Analog is a free web log analysis computer program that runs under Windows, macOS, Linux, and most Unix-like operating systems. It was first released on June 21, 1995, by Stephen Turner as generic freeware; the license was changed to the GNU General Public License in November 2004. The software can be downloaded for several computing platforms, or the source code can be downloaded and compiled if desired.

Analog has support for 35 languages, and provides the ability to do reverse DNS lookups on log files, to indicate where web site hits originate. It can analyze several different types of web server logs, including Apache, IIS, and iPlanet. It has over 200 configuration options and can generate 32 reports. It also supports log files for multiple virtual hosts.

The program is comparable to Webalizer or AWStats, though it does not use as many images, preferring to stick with simple bar charts and lists to communicate similar information.
Analog can export reports in a number of formats including HTML, XHTML, XML, Latex and a delimited output mode (for example CSV) for importing into other programs. Delimited or "computer" output from Analog is often used to generate more structured and graphically rich reports using the third party Report Magic program.

The popularity of Analog is largely unknown as no download count information has been released on its historic dissemination. In a 1998 survey by the Graphic, Visualization, & Usability Center (GVU), Analog was reportedly used by 24.9% (up from 19.9% the year before), with its nearest rival, Web Trends holding some 20.3% of the market.

#### [Data section]

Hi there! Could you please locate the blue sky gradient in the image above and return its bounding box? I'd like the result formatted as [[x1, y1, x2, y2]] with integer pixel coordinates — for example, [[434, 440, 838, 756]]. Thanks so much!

#### [Task set]
A. According to the text on the Analog log analyzer, why is the program's popularity largely unknown? Answer in one to three sentences.
B. Resume the text on the Analog log analyzer, starting after its final sentence.
The material isn't needed for either task.

#### [Answers for this exercise]
A. Analog's popularity is largely unknown because no download count information has been released on how widely it has historically been distributed.

B.
It is not clear how Analog's usage has changed in the decade leading up to 2010, nor how its usage profile has been impacted by on-line analysis services such as Google Analytics. Analog can operate on an individual or web-farm basis from a single process, requiring no modification of web page or web script code in order to use it. It is a stand-alone utility, and it is not possible for visiting clients to block all of the logging of traffic directly from the client.

Analog has not been officially updated since the version 6.0 release in December 2004. The original author moved on to commercial traffic analysis. Updates to Analog continued informally by its user community up until the end of 2009 on the official mailing list. Currently the only formally compiled updated redistributable of Analog is that of Analog CE, which has focused on fixing issues in Analog's XML DTD and on adding new operating system and web browser detection to the original code branch.